#### WORK REQUIRED
Update the lines below by replacing every occurrence of "pixel coordinates" with "x-y coordinates", leaving everything else unchanged.

#####

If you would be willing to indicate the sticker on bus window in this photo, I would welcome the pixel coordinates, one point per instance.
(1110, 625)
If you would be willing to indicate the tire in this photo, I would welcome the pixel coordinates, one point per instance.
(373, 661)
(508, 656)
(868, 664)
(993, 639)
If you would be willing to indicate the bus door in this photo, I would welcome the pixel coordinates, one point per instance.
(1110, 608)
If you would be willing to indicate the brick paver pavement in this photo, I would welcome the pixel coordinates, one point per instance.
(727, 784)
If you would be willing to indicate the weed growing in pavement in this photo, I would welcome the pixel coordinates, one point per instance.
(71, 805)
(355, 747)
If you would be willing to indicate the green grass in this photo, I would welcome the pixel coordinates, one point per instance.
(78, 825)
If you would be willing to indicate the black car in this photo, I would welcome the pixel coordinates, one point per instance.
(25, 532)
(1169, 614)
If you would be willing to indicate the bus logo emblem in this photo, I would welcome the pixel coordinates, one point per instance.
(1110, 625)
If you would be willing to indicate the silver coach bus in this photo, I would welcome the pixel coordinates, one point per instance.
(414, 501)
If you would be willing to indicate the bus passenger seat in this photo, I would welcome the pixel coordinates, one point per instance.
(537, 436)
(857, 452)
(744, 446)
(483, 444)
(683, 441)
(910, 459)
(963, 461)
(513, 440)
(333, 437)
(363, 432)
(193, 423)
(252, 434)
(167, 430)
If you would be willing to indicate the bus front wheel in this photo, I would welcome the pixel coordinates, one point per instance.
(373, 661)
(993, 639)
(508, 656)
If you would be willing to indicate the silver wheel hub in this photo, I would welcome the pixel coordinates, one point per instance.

#####

#### RESULT BELOW
If you would be willing to indicate the sticker on bus window in this photo, I would welcome the x-y coordinates, one point per instance.
(1110, 625)
If you would be willing to indicate the tire in this photo, I would welcome the x-y coordinates, one point per instance.
(373, 661)
(508, 656)
(868, 664)
(993, 639)
If you would be willing to indicate the bus door in this photo, I would welcome the x-y coordinates, one point per instance.
(1110, 608)
If you would be willing to indicate the brick paver pavement in this photo, I would welcome the x-y coordinates, one point per instance.
(727, 784)
If you would be willing to indicate the weed growing in pavement in this photo, I would welcome the x-y coordinates, one point per instance.
(71, 805)
(355, 747)
If you would be willing to indicate the green grass in this photo, I would welcome the x-y coordinates, one point per instance.
(78, 825)
If you would be willing to indicate the black car in this photo, I would welcome the x-y coordinates, one point per instance.
(25, 532)
(1169, 614)
If you would be willing to indicate the bus logo emblem in this photo, I would welcome the x-y coordinates, one point per instance.
(1110, 625)
If you would be willing to indicate the silver coach bus in this photo, I would welcome the x-y coordinates, one point per instance.
(414, 501)
If you would be willing to indicate the bus passenger seat in this photo, I would welcome the x-y coordinates, one point per instance.
(537, 436)
(857, 452)
(744, 446)
(483, 444)
(683, 441)
(910, 459)
(963, 461)
(513, 440)
(333, 437)
(363, 432)
(193, 423)
(252, 434)
(167, 430)
If you would be willing to indicate the bus front wheel in this photo, I would welcome the x-y coordinates, one point per instance.
(373, 661)
(993, 639)
(508, 656)
If you would be willing to indicate the silver wheel hub in this photo, I would welcome the x-y coordinates, one point per instance.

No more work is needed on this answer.